Mediocrity should not be a option here.


> you're likely to get little sympathy or useful responses based on the tone of this post.


My "tone" reflects the corporate greedy mentality of the company that has put a stranglehold on the entire DVR market through their endless lawsuits.


----------



## videobruce (Nov 30, 2012)

> You can put your DVR in Standby mode by selecting Standby from Messages & Settings.


I'm aware of that, but recordings scheduled did not record.


> Most minor changes don't require guided setup


I was referring to the initial setup.


> If you set up a manual recording for those channels, TiVo will know they exist. At that point you can go to your channels I receive and select them. (You can put the channel number in manually for manual recordings, you aren't confined to selecting from the list.)


You misunderstood. I'm talking about placing channels in the channel map so they are available to at least watch.


> Guide Options lets you display channels and programs in the guide according to your preferences.


I have it setup for 'Grid'. That 'window' is very limited in it's span.


> From the TiVo Central® screen, select Messages & Settings, then Settings, then Recording, TiVo Suggestions
> Use this screen to turn automatic recording of TiVo Suggestions on or off.


Isn't that for each recording?


----------



## jrtroo (Feb 4, 2008)

OP- You have lots to learn about the details of working a tivo day to day. 

Two main items to consider. First, some of your comments are based upon an initial set up, and should not need to happen again, ever, unless you change something major. Second, in operating the unit you have a learning curve and mindset change needed to use a tivo efficiently. Some never get there and continue to work it like a smart VHS player, and others are able to embrace it and run like mad with the power available.

For example, it is easy to see in the guide that nearly two weeks of data is available. You simply scroll right to see it, or use certain keys to move ahead in blocks of time. HOWEVER, if your unit is new, it will only download a few days of data to help you get up and running quickly. 

Suggestions is one of the most powerful tools a tivo has. Some don't like it, but I would recommend leaving it on for a while to see what you think about it. The shows it records does not impact season passes or wish lists.

So, I would play with it for a few more days, perhaps a week, then revisit this thread to see what is actually important and what is just the learning curve. I would guess, based upon your clear curiosity prior to this thread, that you will have figured this stuff out, but will have more poignant questions.


----------



## poppagene (Dec 29, 2001)

You can put your DVR in Standby mode by selecting Standby from Messages & Settings. 

I'm aware of that, but recordings scheduled did not record. 

I've never had that happen while in standby and it should not have happened to you.


Quote:
If you set up a manual recording for those channels, TiVo will know they exist. At that point you can go to your channels I receive and select them. (You can put the channel number in manually for manual recordings, you aren't confined to selecting from the list.) 

You misunderstood. I'm talking about placing channels in the channel map so they are available to at least watch.

▸ **DATA ENTRIES**

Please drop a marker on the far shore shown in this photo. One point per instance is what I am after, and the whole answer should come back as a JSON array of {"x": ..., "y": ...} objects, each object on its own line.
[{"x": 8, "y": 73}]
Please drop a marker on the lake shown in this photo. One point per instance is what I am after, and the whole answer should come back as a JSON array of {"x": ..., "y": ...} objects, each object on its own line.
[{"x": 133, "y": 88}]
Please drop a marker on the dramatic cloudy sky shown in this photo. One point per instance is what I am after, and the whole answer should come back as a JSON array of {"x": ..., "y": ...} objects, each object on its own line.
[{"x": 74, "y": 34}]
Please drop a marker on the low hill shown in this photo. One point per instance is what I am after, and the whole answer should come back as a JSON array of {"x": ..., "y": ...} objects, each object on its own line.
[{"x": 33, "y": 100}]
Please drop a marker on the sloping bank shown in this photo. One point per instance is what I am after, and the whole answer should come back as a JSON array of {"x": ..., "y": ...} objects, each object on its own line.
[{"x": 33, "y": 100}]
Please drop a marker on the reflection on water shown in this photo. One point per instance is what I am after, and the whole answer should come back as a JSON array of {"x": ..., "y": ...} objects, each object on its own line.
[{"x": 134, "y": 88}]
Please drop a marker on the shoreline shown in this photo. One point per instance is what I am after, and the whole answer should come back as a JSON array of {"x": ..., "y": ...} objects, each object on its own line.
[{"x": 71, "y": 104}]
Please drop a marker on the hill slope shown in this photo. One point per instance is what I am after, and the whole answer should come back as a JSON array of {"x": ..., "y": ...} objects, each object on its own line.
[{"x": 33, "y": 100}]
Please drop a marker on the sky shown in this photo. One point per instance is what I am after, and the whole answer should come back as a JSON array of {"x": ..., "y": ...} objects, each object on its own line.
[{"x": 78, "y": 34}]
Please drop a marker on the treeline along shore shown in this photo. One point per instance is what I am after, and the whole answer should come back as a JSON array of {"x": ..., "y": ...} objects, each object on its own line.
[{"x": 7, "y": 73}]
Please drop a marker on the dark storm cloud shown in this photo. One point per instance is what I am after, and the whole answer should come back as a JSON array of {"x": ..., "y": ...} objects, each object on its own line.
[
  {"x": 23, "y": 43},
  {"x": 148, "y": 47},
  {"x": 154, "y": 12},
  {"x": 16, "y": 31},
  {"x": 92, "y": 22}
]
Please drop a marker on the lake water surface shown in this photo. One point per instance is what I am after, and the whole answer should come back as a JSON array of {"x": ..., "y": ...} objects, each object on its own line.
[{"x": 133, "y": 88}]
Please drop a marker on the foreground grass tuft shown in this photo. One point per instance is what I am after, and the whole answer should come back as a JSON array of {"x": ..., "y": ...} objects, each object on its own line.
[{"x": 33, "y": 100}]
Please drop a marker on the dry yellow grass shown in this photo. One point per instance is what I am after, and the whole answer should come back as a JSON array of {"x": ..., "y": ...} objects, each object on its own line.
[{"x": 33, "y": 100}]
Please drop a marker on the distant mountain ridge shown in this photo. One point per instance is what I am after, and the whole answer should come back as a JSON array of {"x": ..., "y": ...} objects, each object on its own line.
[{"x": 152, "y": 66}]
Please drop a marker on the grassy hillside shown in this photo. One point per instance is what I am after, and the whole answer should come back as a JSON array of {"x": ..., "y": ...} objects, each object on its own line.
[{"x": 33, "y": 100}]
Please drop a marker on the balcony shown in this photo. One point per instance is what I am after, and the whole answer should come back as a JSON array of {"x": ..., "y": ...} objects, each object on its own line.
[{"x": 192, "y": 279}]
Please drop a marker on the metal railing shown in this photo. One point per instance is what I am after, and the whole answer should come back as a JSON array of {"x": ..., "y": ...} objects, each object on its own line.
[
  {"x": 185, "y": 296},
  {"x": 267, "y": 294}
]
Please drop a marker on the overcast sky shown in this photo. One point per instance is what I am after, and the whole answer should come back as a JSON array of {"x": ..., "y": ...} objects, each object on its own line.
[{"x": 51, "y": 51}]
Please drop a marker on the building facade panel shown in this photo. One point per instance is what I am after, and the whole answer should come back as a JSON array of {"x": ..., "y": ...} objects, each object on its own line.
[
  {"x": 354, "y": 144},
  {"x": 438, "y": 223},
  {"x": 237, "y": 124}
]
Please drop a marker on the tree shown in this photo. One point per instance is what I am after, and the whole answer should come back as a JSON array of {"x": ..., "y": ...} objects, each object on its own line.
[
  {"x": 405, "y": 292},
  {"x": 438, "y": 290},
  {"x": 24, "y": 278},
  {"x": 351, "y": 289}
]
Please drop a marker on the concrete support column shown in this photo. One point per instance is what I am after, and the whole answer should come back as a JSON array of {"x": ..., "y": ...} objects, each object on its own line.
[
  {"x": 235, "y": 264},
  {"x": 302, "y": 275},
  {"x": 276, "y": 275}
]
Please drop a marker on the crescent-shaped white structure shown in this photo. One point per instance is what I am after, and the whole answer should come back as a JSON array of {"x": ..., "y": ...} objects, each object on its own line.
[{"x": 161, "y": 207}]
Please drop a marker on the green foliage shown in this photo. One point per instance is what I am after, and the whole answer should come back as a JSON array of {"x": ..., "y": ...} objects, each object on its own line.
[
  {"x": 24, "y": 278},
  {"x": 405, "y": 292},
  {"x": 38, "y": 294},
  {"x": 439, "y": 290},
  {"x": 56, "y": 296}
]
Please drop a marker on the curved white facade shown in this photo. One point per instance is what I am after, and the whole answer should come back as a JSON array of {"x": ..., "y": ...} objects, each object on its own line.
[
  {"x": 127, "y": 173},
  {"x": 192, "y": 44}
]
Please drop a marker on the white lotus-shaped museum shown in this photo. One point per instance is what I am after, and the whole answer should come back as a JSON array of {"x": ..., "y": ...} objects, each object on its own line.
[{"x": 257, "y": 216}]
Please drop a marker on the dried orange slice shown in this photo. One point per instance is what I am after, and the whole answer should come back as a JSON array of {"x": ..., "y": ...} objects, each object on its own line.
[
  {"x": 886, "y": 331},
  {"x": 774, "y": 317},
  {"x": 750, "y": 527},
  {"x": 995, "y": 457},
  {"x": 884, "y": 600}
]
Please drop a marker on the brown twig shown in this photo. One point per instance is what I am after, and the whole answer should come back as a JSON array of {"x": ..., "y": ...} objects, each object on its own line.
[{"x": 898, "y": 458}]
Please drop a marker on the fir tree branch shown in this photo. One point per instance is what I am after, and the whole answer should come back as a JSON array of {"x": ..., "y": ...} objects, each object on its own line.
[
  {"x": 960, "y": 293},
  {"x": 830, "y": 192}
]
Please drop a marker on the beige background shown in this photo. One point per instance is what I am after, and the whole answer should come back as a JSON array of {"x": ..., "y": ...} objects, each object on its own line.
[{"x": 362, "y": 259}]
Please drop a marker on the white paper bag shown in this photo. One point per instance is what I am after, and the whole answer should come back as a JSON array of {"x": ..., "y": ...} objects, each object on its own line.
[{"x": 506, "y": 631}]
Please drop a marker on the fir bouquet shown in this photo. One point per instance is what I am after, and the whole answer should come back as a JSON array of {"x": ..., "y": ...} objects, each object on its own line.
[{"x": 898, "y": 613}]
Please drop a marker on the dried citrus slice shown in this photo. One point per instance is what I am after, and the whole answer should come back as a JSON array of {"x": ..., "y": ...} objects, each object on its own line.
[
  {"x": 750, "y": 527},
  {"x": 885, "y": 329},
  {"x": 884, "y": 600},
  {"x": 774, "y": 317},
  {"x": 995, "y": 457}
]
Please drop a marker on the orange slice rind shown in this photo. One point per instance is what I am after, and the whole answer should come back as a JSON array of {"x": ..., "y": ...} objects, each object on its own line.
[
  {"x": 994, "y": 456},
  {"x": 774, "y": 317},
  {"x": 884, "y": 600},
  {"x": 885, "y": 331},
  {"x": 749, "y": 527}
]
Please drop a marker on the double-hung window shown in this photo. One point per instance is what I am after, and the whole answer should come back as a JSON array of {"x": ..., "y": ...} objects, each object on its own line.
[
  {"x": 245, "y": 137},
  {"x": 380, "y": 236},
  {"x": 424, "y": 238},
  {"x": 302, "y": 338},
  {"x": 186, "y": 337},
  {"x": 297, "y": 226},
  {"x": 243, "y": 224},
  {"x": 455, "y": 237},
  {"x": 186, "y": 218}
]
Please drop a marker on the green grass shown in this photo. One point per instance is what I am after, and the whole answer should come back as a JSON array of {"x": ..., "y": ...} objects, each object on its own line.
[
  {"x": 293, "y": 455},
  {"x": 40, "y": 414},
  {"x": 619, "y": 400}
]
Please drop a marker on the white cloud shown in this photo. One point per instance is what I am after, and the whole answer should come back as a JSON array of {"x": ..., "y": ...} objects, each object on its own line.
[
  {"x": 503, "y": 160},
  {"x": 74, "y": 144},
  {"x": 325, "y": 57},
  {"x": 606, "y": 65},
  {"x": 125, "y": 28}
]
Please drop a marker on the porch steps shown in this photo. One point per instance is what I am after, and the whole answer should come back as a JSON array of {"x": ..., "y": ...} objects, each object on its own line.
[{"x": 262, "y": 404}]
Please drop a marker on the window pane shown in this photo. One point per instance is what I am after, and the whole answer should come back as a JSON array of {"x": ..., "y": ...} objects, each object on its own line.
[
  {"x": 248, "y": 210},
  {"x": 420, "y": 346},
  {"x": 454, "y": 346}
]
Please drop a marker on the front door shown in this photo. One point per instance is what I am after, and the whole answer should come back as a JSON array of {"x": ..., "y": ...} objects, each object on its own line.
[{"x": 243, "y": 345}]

▸ **WHAT YOU WILL DO**
**A.** Collect every line of the entries that contains the string "window", treating uppercase and lowercase as distinct.
**B.** Extend the forum thread about the TiVo DVR from the point where it stops.

▸ **ANSWER SET**
**A.**
Please drop a marker on the double-hung window shown in this photo. One point per instance is what I am after, and the whole answer should come back as a JSON array of {"x": ..., "y": ...} objects, each object on its own line.
Please drop a marker on the window pane shown in this photo. One point per instance is what I am after, and the whole answer should come back as a JSON array of {"x": ..., "y": ...} objects, each object on its own line.

**B.**
You misunderstood as well. What I was explaining is that once you have made a manual recording of a channel that is not in the guide, it will be available to add to yyour channel lineup withouit going through the channel scan or guided setup.

Quote:
Guide Options lets you display channels and programs in the guide according to your preferences. 

I have it setup for 'Grid'. That 'window' is very limited in it's span. 

As others have pointed out, it's limited in its' display rather than in its' span. If you want to see more switch from the grid.


Quote:
From the TiVo Central® screen, select Messages & Settings, then Settings, then Recording, TiVo Suggestions
Use this screen to turn automatic recording of TiVo Suggestions on or off. 

Isn't that for each recording? 

The instructions above turn all suggestions off.


I hope you'll treat my this and my earlier post as an attempt to help you find ways to accomplish the tasks that eluded you. Many of these are not immediately obvious and it never hurts to ask for help.


----------



## lrhorer (Aug 31, 2003)

tatergator1 said:


> The debate on Hard Drive wear and tear and exactly which is worse, constant power up/down versus continuous running has been discussed ad nasuem on the forum. In general, continuously running hard drives las tlonger than constant power cycling.


It's far more than just that. The TiVo is constantly handlingmany operations including data collection, calling the mid servers every minute or so, updating the account, etc. At a minimum, many of these things are logged to the hard drive.



tatergator1 said:


> What buttons would you like?


Actually, I'll give him this one, partially. First of all, some models of TiVo do have front panel buttons. I do wish the TiVo had recessed front panel power and reset buttons. Getting to the rear power connection can be a major pain in some setups (like two of mine), especially for those of us who are physically disabled.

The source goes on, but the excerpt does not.